═══ READING TEXT
Personal information
- Born: 4 August 1945 (age 80) Oslo, Norway
- Height: 1.93 m (6 ft 4 in)
- Weight: 92 kg (203 lb)
- Relatives: Alf Hansen (brother)

Sport
- Sport: Rowing
- Club: Ormsund Roklub, Oslo

Medal record
Representing Norway
Olympic Games
| Gold medal – first place | 1976 Montreal | Double sculls |
| Silver medal – second place | 1972 Munich | Double sculls |
World Rowing Championships
| Gold medal – first place | 1975 Nottingham | Double sculls |
| Gold medal – first place | 1978 Hamilton | Double sculls |
| Gold medal – first place | 1979 Bled | Double sculls |
| Silver medal – second place | 1974 Lucerne | Double sculls |
European Rowing Championships
| Silver medal – second place | 1971 Copenhagen | Double sculls |

= Frank Hansen (rower) =

Norwegian rower (born 1945)

Frank Hansen (born 4 August 1945) is a retired rower from Norway who specialized in the double sculls. In this event, he won silver medals at the 1972 Summer Olympics and 1972 European Championships, together with Svein Thøgersen.

Since 1974, Hansen rowed with his younger brother Alf. They won a silver medal at the 1974 World Championships, followed by gold medals at the 1975, 1978 and 1979 World Championships and at the 1976 Summer Olympics.
══════
═══ LISTED RECORDS
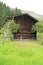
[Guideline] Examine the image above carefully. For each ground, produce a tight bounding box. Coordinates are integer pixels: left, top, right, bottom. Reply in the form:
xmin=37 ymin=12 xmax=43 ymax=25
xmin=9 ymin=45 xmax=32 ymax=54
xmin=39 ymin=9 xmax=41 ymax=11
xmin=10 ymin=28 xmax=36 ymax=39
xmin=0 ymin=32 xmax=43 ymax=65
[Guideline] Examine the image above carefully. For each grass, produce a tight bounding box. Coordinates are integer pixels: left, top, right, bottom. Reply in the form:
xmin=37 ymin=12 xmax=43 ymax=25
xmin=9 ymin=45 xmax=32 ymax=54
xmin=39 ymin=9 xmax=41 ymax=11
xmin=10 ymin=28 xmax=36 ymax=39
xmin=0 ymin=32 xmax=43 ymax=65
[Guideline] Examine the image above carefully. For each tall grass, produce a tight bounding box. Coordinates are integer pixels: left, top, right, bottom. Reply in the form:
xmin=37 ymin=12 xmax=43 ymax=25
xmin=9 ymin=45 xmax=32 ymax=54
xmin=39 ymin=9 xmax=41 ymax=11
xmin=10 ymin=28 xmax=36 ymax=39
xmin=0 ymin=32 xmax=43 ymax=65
══════
Using the Frank Hansen text, explain in one to three sentences how his double sculls partner changed and which Olympic and World Championship medals he won with each partner.

Hansen first rowed with Svein Thøgersen and won silver at the 1972 Summer Olympics. From 1974 he rowed with his younger brother Alf, winning silver at the 1974 World Championships, gold at the 1975, 1978 and 1979 World Championships, and gold at the 1976 Summer Olympics.